Document -
==============================

Le résultat final de l’engagement de ce bataillon le 26 a été le retrait de la moitié de son effectif sur un point situé dans nos propres lignes, et la désorganisation qui s’en est suivie des compagnies H, F et E, qui a nécessité que la majeure partie de la journée du 27 soit consacrée à la reprise en main des effectifs en vue du renouvellement de la progression sur Binarville. Aussi n’ont-ils, le 27, que sillonné un terrain perdu par eux le 26.
»
(Compte-rendu des opérations du 368th infantry du 19 septembre au 5 octobre 1918 (inclus))

27 septembre
« […] A l’extrême droite, le 368e U.S. est fixé par des mitrailleuses qu’il ne parvient pas à manœuvrer. Il est du reste impossible d’obtenir de ce régiment le moindre renseignement, le plus grand désordre règne à tous les échelons. »
(1re division de cavalerie à pied, annexe n°3)

« Le 27 septembre, la mission des 2e et 3e bataillons en première ligne était, au lever du jour, de pousser des reconnaissances sur les tranchées Clotilde et du Dromadaire, et de progresser en maintenant les liaisons à droite et à gauche.
[…] Le résultat final [pour le 2e bataillon] a été les patrouilles effectuées et la progression jusqu’à la tranchée de Finlande (par certaines fractions du bataillon seulement).
Le 3e bataillon a progressé dans sa zone d’action, immédiatement à l’Est du 2e bataillon, de sa base de départ dans une ancienne tranchée française de première ligne, afin de prendre et de tenir la Vallée Moreau et la ligne du Lager près de la tranchée Zeppelin et la route de Binarville, par ses éléments de pointe
. »
(Compte-rendu des opérations du 368th infantry du 19 septembre au 5 octobre 1918 (inclus))

28 septembre
« […] il faut absolument entraîner le 368e R.I.U.S. qui piétine sur place dans le plus complet désordre. C’est dans ce but qu’est constitué le détachement l’Hermite.
 
P.C., le 28 septembre 1918, 0 h. 50
Ordre n°4/O.P.

==============================

Tâche à réaliser -
Recopiez tel quel le passage du document qui va de « Le 3e bataillon » à « Ordre n°4/O.P. », ces deux extrémités comprises.

Données disponibles -
==============================

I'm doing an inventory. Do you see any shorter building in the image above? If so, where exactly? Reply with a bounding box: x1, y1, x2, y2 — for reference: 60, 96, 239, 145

==============================

Solution de l'exercice -
Le 3e bataillon a progressé dans sa zone d’action, immédiatement à l’Est du 2e bataillon, de sa base de départ dans une ancienne tranchée française de première ligne, afin de prendre et de tenir la Vallée Moreau et la ligne du Lager près de la tranchée Zeppelin et la route de Binarville, par ses éléments de pointe
. »
(Compte-rendu des opérations du 368th infantry du 19 septembre au 5 octobre 1918 (inclus))

28 septembre
« […] il faut absolument entraîner le 368e R.I.U.S. qui piétine sur place dans le plus complet désordre. C’est dans ce but qu’est constitué le détachement l’Hermite.
 
P.C., le 28 septembre 1918, 0 h. 50
Ordre n°4/O.P.